→ Consignes
A - Quels types d'étanchéité d'une combinaison de protection chimique le texte sur les vêtements de protection énumère-t-il ? Donnez chaque type avec sa définition.
B - Rassemblez toutes les lignes des enregistrements qui contiennent la chaîne "hillside".

Dans son sillage, d’autres fabricants tissent aussi leur toile. Citons le « Lea Multi 310 » issu de la série Ultimate du fabricant allemand Lauffenmühle. « Il s’agit d’un tissu multirisque destiné au lavage industriel (50 lavages) sur un poids de 310g/m² avec des retraits très faibles », explique Nicolas Fousseux, en charge de la direction commerciale chez Performance, un fournisseur de textiles techniques. Multirisque, cette nouvelle série protège contre les produits chimiques et les charges électrostatiques mais aussi contre la chaleur et les flammes, les projections de métaux liquides. « Ce tissu a été développé spécialement pour des utilisations dans le domaine de la pétrochimie, de l’industrie automobile, pour les entreprises de fourniture d’énergie, l’industrie lourde ainsi que pour les autorités publiques », explique le directeur commercial qui vient de lancer, dans la foulée le Bodyguard, Ranger AS 320 de Gauthier. « Il s’agit du premier tissu multirisque soudeur classe II, orange haute visibilité et non feu (fibre Protex) certifié pour le lavage industriel (50 lavages, plusieurs années) », assure Nicolas Fousseux. Autre fournisseur de textiles techniques, Sympatex Technologies cultive lui aussi la fibre multirisque avec la commercialisation prochaine d’un nouveau laminé coton/ modacrylique. « Ce produit répondra aux normes haute visibilité, à la chaleur et propagation de la flamme tout en antistatique et impérméable à la pluie », fait valoir Hervé Clerbout, directeur des ventes chez Sympatex Technologies SAS.
Les différents indices de protection chimique
> Une combinaison de protection chimique peut avoir un plusieurs indices d’étanchéité (de 1 à 6) :
– Type 1 : étanchéité aux gaz
– Type 2 : étanchéité limitée aux gaz
– Type 3 : étanchéité aux liquides
– Type 4 : étanchéité aux aérosols
– Type 5 : étanchéité aux particules solides
– Type 6 : étanchéité limitée aux éclaboussures de liquide
Textiles multinorme
« La demande des utilisateurs évolue vers des vêtements multifonction, antifeu et antistatique et antiacides comme le modèle 1705 », indique Annibal Ribeiro, directeur commercial de VPS, un spécialiste des vêtements de protection de sécurité à base de fibres aramides. « Nous avons beaucoup progressé sur le poids du vêtement. A titre d’exemple, nous sommes passés de 320 g/m2 à 260g/m2.» Moins lourds à porter, les vêtements destinés aux entreprises industrielles, mais aussi aux pompiers, contiennent notamment des fibres qui absorbent la transpiration, ce qui permet de les porter toute la journée. « Par ailleurs, comme ils sont désormais proposés en différents coloris (il en existe une trentaine de variétés), ils participent également à l’identité visuelle de l’entreprise », fait valoir Annibal Ribeiro.
Autre tendance forte, la demande des entreprises en faveur de vêtements de protection recyclables. « Des solutions sont à l’étude mais nous ne sommes pas encore en mesure d’y répondre techniquement », confie le directeur commercial qui voit, depuis 2010, un regain des ventes de vêtements non feu et antistatiques dans le dépannage et l’entretien. Un secteur que Sperian a également dans son viseur avec sa nouvelle combinaison Multisafe HV de Sperian en fibre aramide. Haute visibilité, elle intéresse des secteurs comme les aéroports, la plateforme offshore, la maintenance de voie ferrées, etc. Appartenant à la catégorie 2, elle répond à cinq normes (chaleur et flamme, antistatique, protection chimique, signalisation, protection des soudeurs). Personnalisable avec le logo de l’entreprise, la combinaison sera lancée mi-mars.

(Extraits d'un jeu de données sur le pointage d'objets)
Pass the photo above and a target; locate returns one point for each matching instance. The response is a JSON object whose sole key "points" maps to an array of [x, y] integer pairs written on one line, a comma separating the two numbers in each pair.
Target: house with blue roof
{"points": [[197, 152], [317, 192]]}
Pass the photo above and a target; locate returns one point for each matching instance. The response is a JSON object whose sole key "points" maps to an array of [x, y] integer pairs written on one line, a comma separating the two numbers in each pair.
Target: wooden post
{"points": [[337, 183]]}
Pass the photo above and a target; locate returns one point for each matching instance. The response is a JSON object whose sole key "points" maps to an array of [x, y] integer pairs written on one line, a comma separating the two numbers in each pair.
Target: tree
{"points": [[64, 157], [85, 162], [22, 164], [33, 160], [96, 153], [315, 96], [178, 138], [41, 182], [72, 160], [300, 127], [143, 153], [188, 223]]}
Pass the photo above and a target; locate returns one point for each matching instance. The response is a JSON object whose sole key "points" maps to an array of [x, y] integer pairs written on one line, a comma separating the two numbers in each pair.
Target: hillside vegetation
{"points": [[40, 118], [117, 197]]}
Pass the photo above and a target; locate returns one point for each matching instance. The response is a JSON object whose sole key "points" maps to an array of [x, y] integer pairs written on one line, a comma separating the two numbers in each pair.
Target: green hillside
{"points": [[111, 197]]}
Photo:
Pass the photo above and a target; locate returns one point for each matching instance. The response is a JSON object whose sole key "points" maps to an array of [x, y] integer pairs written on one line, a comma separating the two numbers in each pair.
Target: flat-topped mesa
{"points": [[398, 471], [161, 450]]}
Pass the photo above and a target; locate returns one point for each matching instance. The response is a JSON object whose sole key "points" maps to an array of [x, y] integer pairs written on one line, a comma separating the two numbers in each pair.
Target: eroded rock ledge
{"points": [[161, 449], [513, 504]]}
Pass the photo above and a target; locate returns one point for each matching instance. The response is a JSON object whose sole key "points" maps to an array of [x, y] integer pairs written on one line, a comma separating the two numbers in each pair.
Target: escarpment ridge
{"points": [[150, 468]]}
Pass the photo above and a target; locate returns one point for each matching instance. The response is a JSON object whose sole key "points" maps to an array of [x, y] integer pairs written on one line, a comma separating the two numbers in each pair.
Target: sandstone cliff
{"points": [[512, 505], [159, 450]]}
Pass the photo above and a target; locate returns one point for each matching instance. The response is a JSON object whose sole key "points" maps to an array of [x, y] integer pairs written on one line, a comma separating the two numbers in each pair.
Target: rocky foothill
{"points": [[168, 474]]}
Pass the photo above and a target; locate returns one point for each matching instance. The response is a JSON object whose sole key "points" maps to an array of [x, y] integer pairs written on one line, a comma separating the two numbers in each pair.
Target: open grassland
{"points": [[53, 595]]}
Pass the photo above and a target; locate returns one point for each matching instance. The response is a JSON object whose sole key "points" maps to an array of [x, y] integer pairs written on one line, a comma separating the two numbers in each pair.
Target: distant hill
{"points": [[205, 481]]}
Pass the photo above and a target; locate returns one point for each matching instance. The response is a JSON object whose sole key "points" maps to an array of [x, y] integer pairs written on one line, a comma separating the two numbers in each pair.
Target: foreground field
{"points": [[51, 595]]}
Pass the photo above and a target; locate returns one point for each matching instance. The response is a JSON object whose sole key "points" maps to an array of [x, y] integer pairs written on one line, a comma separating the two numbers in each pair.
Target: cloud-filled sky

→ Réponses attendues
A -
– Type 1 : étanchéité aux gaz
– Type 2 : étanchéité limitée aux gaz
– Type 3 : étanchéité aux liquides
– Type 4 : étanchéité aux aérosols
– Type 5 : étanchéité aux particules solides
– Type 6 : étanchéité limitée aux éclaboussures de liquide

B -
Target: hillside vegetation
Target: green hillside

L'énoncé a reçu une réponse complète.